RECORDS TO USE »
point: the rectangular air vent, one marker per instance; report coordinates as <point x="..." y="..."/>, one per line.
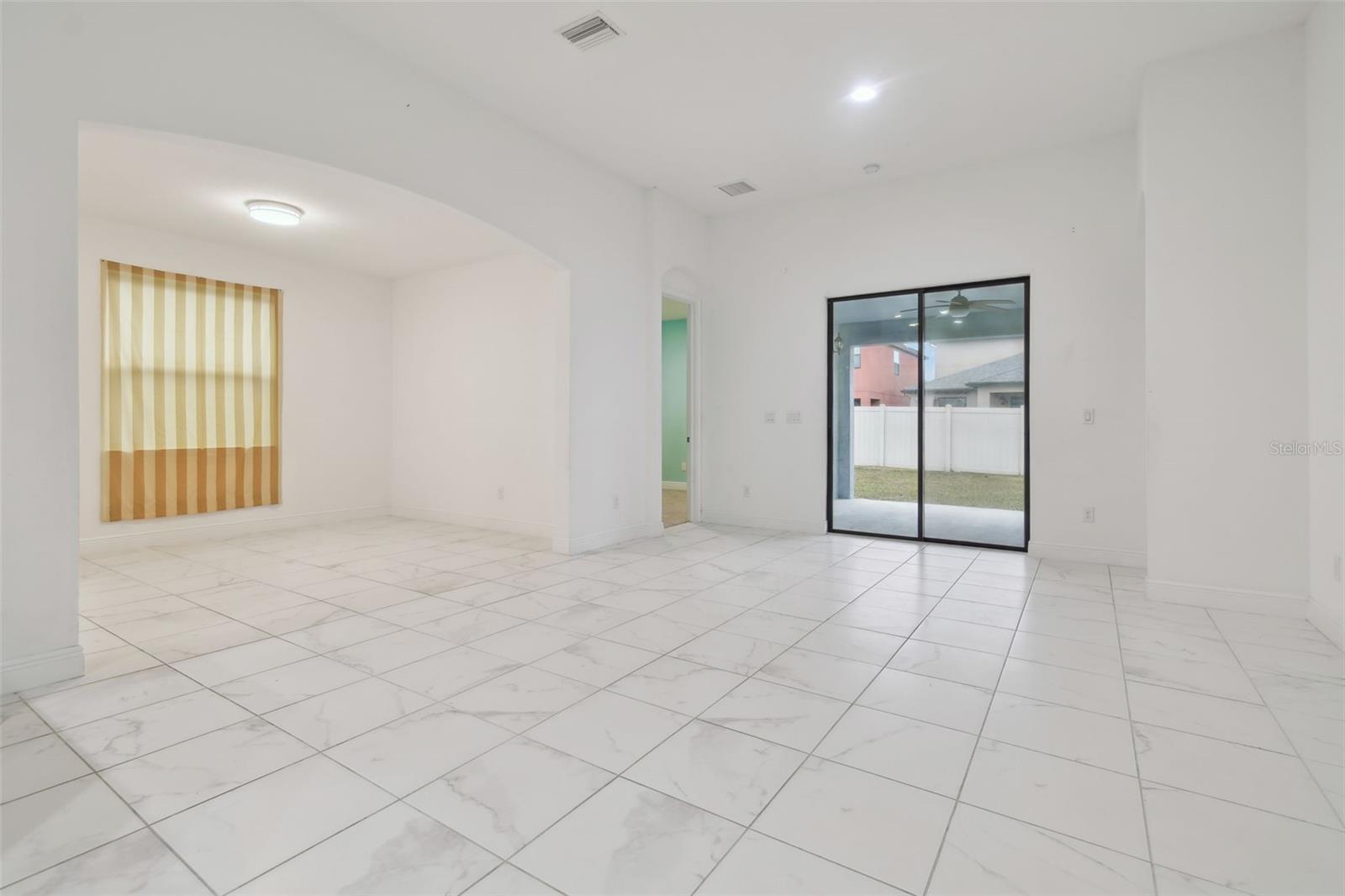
<point x="737" y="187"/>
<point x="589" y="31"/>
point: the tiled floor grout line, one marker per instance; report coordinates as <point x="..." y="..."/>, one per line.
<point x="834" y="561"/>
<point x="966" y="772"/>
<point x="1279" y="727"/>
<point x="323" y="752"/>
<point x="1134" y="750"/>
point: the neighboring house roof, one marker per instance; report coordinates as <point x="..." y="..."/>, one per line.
<point x="1006" y="372"/>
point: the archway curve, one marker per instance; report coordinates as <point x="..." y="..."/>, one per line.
<point x="228" y="174"/>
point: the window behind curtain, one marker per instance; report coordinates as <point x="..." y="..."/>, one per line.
<point x="190" y="394"/>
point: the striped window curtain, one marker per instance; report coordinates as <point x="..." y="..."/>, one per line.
<point x="190" y="394"/>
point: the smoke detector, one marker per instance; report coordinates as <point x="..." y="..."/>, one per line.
<point x="589" y="31"/>
<point x="736" y="188"/>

STATED EXERCISE » Reproduce all the records above word for word, omitting the pictures.

EXERCISE SOLUTION »
point: the rectangular air vent, one marker per instance; report coordinates as <point x="..." y="..."/>, one per line.
<point x="737" y="187"/>
<point x="589" y="31"/>
point: the tiled floor grout line, one marker per instance; report coordinates as <point x="..." y="..."/>, one per line.
<point x="834" y="561"/>
<point x="966" y="772"/>
<point x="1279" y="727"/>
<point x="323" y="752"/>
<point x="1134" y="750"/>
point: the neighboring house roof, one marker per instance; report coordinates as <point x="..." y="..."/>, one per line.
<point x="1006" y="372"/>
point: the archway curve, one marker per instance; report coordinates as <point x="..." y="..."/>, one per line.
<point x="228" y="174"/>
point: the window behind curtain, one marker per instance; report coordinates as <point x="..." y="..."/>, one per line.
<point x="190" y="394"/>
point: the striped window curtain, one marker per instance; report coordinates as <point x="..." y="..."/>, one per line.
<point x="190" y="394"/>
point: the smoke detector, one marker per instance; report coordinates as <point x="..." y="..."/>, one per line.
<point x="589" y="31"/>
<point x="736" y="188"/>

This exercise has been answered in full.